■ INFORMATION SHOWN ■
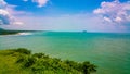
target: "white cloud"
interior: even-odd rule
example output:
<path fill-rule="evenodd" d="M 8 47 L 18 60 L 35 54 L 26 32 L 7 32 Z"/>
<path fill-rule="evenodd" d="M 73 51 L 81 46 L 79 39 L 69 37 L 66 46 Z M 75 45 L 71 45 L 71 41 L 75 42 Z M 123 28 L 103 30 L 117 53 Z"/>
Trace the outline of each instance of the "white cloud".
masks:
<path fill-rule="evenodd" d="M 130 2 L 104 1 L 101 3 L 101 8 L 94 10 L 93 13 L 100 15 L 108 24 L 128 26 L 128 23 L 130 23 Z"/>
<path fill-rule="evenodd" d="M 14 5 L 8 4 L 4 0 L 0 0 L 0 25 L 17 24 L 17 21 L 12 15 L 14 12 L 13 9 Z"/>
<path fill-rule="evenodd" d="M 23 0 L 23 1 L 27 2 L 28 0 Z"/>
<path fill-rule="evenodd" d="M 38 3 L 38 7 L 44 7 L 49 0 L 32 0 L 32 2 Z"/>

■ WHAT IS EXPECTED ■
Give every line of the items above as a JSON list of strings, one string per line, with blank lines skipped and the pictures left out.

■ OUTPUT FOR THIS EXERCISE ■
[
  "target: \"white cloud\"",
  "interior: even-odd rule",
  "example output:",
  "<path fill-rule=\"evenodd\" d=\"M 8 47 L 18 60 L 35 54 L 26 32 L 7 32 Z\"/>",
  "<path fill-rule=\"evenodd\" d=\"M 73 51 L 81 46 L 79 39 L 69 37 L 66 46 Z M 75 45 L 71 45 L 71 41 L 75 42 Z M 123 28 L 103 30 L 117 53 Z\"/>",
  "Trace the outline of each instance of the \"white cloud\".",
  "masks:",
  "<path fill-rule=\"evenodd\" d=\"M 130 2 L 104 1 L 101 3 L 101 8 L 94 10 L 93 13 L 100 15 L 108 24 L 128 26 L 128 23 L 130 23 Z\"/>",
  "<path fill-rule=\"evenodd\" d=\"M 14 5 L 8 4 L 4 0 L 0 0 L 0 25 L 17 24 L 17 21 L 12 15 L 14 12 L 13 9 Z\"/>",
  "<path fill-rule=\"evenodd\" d=\"M 23 0 L 23 1 L 27 2 L 28 0 Z\"/>",
  "<path fill-rule=\"evenodd\" d=\"M 38 3 L 38 7 L 44 7 L 49 0 L 32 0 L 32 2 Z\"/>"
]